§ Provided text:
______
Time Travel: Trial On Toy Car

When the group of 4 need more battery power, they decide to get Jessie’s car into their parking and connect it to the time device. Jessie who is there in the area to attend a party across the road is more than happy to park at David’s. They connect the car to the time travel device with a calculated risk that the car could explode. Yes, explode. But instead the time travel machine appears to begin working. Jessie joins the gang in the basement and watches their first test object – a toy car with a camera being sent back in time. This blows the fuse to the whole neighborhood. The toy car is found fused with the wall, when they play back the camera on the car they see the events of two hours prior recorded on it. Looks like the time travel caused the camera to sit there and record two hours before they sent it back in time. Since it was way up on the wall, they didn’t notice it. Fair enough. This part makes sense. This proves to them that time travel works.
______
§ Records provided:
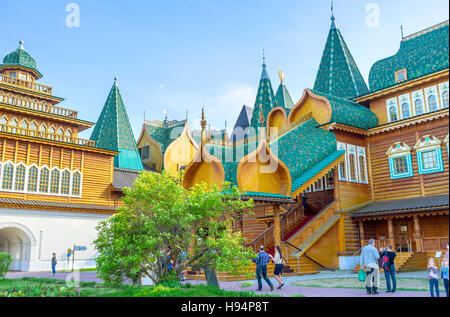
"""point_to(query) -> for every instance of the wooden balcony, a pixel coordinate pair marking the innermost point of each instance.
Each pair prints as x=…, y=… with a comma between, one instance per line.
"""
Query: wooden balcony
x=46, y=135
x=34, y=104
x=13, y=81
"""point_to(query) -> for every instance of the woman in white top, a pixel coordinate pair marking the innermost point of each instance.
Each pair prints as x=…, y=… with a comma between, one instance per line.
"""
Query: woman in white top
x=278, y=260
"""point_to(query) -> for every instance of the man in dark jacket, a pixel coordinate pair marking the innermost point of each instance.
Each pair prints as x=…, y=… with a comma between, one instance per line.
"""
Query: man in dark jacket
x=261, y=268
x=389, y=267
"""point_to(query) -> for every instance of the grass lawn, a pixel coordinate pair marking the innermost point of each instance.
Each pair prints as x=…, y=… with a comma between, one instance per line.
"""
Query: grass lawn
x=35, y=287
x=403, y=284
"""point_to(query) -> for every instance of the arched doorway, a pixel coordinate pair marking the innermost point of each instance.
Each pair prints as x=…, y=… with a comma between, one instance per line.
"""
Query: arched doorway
x=16, y=240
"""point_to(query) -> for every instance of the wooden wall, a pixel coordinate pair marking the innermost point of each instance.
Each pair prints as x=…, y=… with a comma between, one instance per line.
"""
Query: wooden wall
x=385, y=188
x=96, y=168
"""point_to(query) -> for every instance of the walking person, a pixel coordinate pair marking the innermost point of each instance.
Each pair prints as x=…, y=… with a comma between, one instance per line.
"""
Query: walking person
______
§ Given request:
Answer these questions from the time travel text:
(a) Why is Jessie in the area?
(b) What is the group's first test object?
(c) Where is the toy car found afterward?

§ The completed task:
(a) To attend a party across the road.
(b) A toy car with a camera.
(c) Fused with the wall.